Goal of the exercise »
Copy the items from the start up to and including the line with "<point>304,180</point>", repeating every line. In the answers only, multiply each point coordinate by 0.6 and round it to a whole number, with halves rounded up. Leave the sample coordinates in the other lines as they are.

(Object position labeling entries)
____________

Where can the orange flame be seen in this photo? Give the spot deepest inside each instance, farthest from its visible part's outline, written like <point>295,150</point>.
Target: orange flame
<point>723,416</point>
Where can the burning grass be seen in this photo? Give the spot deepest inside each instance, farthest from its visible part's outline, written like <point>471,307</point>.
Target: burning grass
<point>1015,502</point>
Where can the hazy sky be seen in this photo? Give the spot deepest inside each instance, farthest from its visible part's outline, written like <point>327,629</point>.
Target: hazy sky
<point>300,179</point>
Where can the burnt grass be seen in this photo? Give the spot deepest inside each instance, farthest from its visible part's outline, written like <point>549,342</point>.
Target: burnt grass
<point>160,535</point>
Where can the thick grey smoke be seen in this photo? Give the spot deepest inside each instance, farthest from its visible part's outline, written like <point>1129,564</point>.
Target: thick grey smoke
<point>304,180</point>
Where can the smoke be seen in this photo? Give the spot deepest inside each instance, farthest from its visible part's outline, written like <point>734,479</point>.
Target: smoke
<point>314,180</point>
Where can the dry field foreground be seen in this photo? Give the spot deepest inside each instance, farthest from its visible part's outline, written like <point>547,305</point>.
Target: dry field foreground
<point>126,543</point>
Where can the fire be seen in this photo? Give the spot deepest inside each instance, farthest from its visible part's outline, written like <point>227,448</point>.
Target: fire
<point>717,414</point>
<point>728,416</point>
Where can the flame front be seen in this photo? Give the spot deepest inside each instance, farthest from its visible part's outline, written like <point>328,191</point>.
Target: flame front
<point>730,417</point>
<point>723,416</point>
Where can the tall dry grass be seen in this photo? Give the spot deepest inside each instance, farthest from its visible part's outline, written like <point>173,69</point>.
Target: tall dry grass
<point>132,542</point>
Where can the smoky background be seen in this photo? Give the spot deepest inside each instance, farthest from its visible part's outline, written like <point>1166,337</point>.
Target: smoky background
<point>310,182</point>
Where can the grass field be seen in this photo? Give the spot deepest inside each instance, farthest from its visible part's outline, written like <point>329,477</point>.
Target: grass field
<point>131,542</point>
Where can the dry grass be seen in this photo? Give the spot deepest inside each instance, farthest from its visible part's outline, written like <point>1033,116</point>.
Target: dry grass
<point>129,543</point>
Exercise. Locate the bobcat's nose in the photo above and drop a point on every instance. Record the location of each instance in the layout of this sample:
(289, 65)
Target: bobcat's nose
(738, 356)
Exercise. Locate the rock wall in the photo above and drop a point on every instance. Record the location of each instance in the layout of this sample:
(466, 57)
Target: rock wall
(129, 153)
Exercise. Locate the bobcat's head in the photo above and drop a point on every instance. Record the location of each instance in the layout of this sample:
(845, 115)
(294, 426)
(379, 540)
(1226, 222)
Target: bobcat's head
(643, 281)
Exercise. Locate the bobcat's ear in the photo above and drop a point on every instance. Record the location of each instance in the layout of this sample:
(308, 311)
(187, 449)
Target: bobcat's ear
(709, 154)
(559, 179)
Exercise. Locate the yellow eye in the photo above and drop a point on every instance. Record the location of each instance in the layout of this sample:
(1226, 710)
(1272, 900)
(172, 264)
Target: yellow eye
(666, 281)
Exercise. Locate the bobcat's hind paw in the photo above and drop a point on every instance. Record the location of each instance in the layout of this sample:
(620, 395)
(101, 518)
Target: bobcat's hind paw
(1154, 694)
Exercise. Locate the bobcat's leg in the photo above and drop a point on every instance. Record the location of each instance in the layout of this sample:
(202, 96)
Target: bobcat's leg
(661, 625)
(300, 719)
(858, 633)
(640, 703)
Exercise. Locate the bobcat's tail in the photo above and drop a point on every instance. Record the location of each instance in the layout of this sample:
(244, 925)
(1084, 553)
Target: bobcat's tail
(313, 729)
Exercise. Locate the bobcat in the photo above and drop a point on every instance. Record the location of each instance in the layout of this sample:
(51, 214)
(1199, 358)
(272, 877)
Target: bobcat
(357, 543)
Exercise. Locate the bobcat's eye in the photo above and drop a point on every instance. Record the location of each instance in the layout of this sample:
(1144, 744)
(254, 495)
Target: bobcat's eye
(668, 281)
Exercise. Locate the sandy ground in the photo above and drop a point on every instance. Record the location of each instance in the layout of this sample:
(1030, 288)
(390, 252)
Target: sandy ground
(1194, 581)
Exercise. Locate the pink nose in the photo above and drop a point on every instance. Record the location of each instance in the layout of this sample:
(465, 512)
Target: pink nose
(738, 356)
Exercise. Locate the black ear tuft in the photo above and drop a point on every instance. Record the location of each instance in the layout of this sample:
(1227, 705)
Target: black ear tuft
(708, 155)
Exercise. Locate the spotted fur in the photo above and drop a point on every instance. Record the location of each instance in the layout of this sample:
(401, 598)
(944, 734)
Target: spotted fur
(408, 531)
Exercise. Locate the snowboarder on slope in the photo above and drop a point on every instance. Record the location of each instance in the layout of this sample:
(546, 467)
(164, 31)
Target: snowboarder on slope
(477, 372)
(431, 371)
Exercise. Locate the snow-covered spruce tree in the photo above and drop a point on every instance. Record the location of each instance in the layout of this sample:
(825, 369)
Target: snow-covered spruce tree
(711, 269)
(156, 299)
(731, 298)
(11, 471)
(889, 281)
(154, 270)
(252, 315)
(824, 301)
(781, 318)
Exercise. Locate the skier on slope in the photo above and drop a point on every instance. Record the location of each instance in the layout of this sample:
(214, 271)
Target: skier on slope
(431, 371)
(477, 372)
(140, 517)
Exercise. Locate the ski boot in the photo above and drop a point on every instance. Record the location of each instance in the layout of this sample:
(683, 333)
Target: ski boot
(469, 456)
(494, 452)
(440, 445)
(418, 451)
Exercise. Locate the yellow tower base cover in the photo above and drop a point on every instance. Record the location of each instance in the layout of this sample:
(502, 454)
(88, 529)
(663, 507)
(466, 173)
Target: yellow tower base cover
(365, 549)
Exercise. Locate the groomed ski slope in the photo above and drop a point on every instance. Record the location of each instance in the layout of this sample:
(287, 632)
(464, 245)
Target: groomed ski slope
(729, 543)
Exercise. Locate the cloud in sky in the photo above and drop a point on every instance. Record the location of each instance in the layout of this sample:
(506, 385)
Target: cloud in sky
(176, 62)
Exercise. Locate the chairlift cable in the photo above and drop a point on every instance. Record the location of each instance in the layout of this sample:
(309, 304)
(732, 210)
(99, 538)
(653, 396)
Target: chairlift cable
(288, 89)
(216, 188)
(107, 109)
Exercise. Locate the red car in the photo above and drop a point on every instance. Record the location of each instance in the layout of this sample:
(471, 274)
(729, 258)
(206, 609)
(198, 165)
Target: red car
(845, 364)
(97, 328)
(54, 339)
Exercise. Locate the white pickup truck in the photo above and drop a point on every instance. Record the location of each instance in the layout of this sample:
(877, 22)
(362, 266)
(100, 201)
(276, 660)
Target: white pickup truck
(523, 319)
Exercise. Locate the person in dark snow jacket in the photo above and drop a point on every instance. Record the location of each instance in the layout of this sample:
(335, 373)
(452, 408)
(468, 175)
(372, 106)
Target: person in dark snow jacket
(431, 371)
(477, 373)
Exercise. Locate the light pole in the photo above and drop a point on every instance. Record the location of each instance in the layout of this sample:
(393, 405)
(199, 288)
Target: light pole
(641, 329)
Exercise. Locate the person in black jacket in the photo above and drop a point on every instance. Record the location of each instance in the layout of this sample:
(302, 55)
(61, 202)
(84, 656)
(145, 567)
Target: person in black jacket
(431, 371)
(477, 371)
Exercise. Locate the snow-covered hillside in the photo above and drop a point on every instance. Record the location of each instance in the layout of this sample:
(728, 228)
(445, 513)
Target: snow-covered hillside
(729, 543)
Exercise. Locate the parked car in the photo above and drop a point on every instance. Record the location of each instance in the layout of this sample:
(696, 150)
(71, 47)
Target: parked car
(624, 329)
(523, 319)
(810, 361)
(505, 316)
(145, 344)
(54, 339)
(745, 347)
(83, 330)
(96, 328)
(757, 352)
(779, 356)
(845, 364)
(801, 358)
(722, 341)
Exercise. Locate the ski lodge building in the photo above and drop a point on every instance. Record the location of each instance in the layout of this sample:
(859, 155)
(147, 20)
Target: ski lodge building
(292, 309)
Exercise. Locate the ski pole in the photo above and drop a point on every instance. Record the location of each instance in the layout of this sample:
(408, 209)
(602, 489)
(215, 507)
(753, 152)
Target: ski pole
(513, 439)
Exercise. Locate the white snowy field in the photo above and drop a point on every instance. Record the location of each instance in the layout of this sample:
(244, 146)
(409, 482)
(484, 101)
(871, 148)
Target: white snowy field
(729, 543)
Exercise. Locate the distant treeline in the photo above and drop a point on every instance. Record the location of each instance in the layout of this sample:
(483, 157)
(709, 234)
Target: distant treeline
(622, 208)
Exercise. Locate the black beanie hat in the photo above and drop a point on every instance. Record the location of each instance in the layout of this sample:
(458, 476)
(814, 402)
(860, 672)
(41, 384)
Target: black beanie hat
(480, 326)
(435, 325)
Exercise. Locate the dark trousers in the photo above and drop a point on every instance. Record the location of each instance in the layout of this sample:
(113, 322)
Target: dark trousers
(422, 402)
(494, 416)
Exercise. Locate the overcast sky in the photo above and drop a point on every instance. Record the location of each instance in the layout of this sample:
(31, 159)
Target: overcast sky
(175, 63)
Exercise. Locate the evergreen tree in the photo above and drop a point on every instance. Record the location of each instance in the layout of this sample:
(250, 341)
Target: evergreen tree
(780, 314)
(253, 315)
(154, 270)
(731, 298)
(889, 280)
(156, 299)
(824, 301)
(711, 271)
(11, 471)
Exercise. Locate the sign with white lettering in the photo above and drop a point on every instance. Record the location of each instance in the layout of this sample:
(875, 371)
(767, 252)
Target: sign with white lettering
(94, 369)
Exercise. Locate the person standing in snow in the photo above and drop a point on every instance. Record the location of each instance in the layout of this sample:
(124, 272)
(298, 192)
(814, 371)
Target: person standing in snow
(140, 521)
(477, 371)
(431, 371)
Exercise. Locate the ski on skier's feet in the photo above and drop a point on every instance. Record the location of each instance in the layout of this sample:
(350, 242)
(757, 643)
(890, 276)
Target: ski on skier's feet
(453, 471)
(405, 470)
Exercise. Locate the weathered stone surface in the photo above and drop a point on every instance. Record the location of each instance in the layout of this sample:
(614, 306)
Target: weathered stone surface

____________

Response to the task »
Where can the orange flame be seen in this photo? Give the spot deepest inside each instance, farthest from its visible part's outline, written like <point>295,150</point>.
Target: orange flame
<point>434,250</point>
Where can the burning grass be seen in this photo? Give the spot deepest inside each instance, farthest from its visible part's outline, written like <point>471,307</point>.
Target: burning grass
<point>609,301</point>
Where can the hazy sky be seen in this photo? Give the spot deepest inside each instance, farthest from its visible part's outline, written like <point>327,629</point>.
Target: hazy sky
<point>180,107</point>
Where can the burnt grass be seen in this photo? Give the spot deepest inside each instance, farthest from its visible part's outline, written like <point>549,342</point>.
Target: burnt grass
<point>96,321</point>
Where can the thick grey smoke be seen in this photo? Give the spot deepest inside each instance, farthest from its visible part's outline, written like <point>1129,564</point>.
Target: thick grey smoke
<point>182,108</point>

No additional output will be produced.